» What this exercise asks:
1. Summarize the forum thread on KV cache reuse for code completion in two sentences.
2. In the forum thread on KV cache reuse, what context size does --ctx-size 0 give for Qwen Coder models?
3. Carry on the forum thread about KV cache reuse for code completion, starting after its last reply.

» Document extract:

= Beginning of Section =

Thanks for your contributions and obviously the large amount of time you take to document your work!

ggerganov 508 days ago

The primary tricks for reducing the latency are around context reuse, meaning that the computed KV cache of tokens from previous requests is reused for new requests and thus computation is saved.

To get high-quality completions, you need to provide a large context of your codebase so that the generated suggestion is more inline with your style and implementation logic. However, naively increasing the context will quickly hit a computation limit because each request would need to compute (a.k.a prefill) a lot of tokens.

The KV cache shifts used here is an approach to reuse the cache of old tokens by "shifting" them in new absolute positions in the new context. This way a request that would normally require a context of lets say 10k tokens, could be processed more quickly by computing just lets say 500 tokens and reusing the cache of the other 9.5k tokens, thus cutting the compute ~10 fold.

The --ctx-size 0 CLI arg simply tells the server to allocate memory buffers for the maximum context size supported by the model. For the case of Qwen Coder models, this corresponds to 32k tokens.

The batch sizes are related to how much local context around your cursor to use, along with the global context from the ring buffer. This is described in more detail in the links, but simply put: decreasing the batch size will make the completion faster, but with less quality.

menaerus 508 days ago

Ok, so --ctx-size with a value != 0 means that we can override the default model context size. Since for obvious computation cost reasons we cannot use the 32k fresh context per each request, the trick you make is to use the 1k context (batch that includes local and semi-local code) that you enrich with the previous model responses by keeping them in and feeding them from KV cache? To increase the correlation between the current request and previous responses you do the shifting in KV cache?

ggerganov 508 days ago

Yes, exactly. You can set --ctx-size to a smaller value if you know that you will not hit the limit of 32k - this will save you VRAM.

= End of Section =

Dataset entries
= Beginning of Section =

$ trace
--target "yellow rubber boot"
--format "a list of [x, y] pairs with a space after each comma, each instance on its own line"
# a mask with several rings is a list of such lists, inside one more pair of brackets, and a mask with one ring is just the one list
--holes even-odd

= End of Section =

» Outputs by task:
1. Code completion latency is cut mainly by reusing the KV cache from earlier requests and shifting old tokens into new absolute positions, so a request needing about 10k tokens of context might compute only about 500 and reuse the rest. The --ctx-size 0 argument allocates buffers for the model's maximum context (32k tokens for Qwen Coder), a smaller value saves VRAM, and smaller batch sizes make completions faster but lower in quality.

2. 32k tokens.

3.
To control how much global context to keep in the ring buffer (i.e. the context that is being reused to enrich the local context), you can adjust the "ring_n_chunks" and "rink_chunk_size". With the default settings, this amounts to about 8k tokens of context on our codebases when the ring buffer is full, which is a conservative setting. Increasing these numbers will make the context bigger, will improve the quality but will affect the performance.

There are a few other tricks to reduce the compute for the local context (i.e. the 1k batch of tokens), so that in practice, a smaller amount is processed. This further saves compute during the prefill.

gloflo 508 days ago

What is FIM?

jjnoakes 508 days ago

Fill-in-the-middle. If your cursor is in the middle of a file instead of at the end, then the LLM will consider text after the cursor in addition to the text before the cursor. Some LLMs can only look before the cursor; for coding,.ones that can FIM work better (for me at least).

rav 508 days ago

FIM is "fill in middle", i.e. completion in a text editor using context on both sides of the cursor.

LoganDark 507 days ago

llama.cpp supports FIM?

attentive 508 days ago

Is it correct to assume this plugin won't work with ollama?

If so, what's ollama missing?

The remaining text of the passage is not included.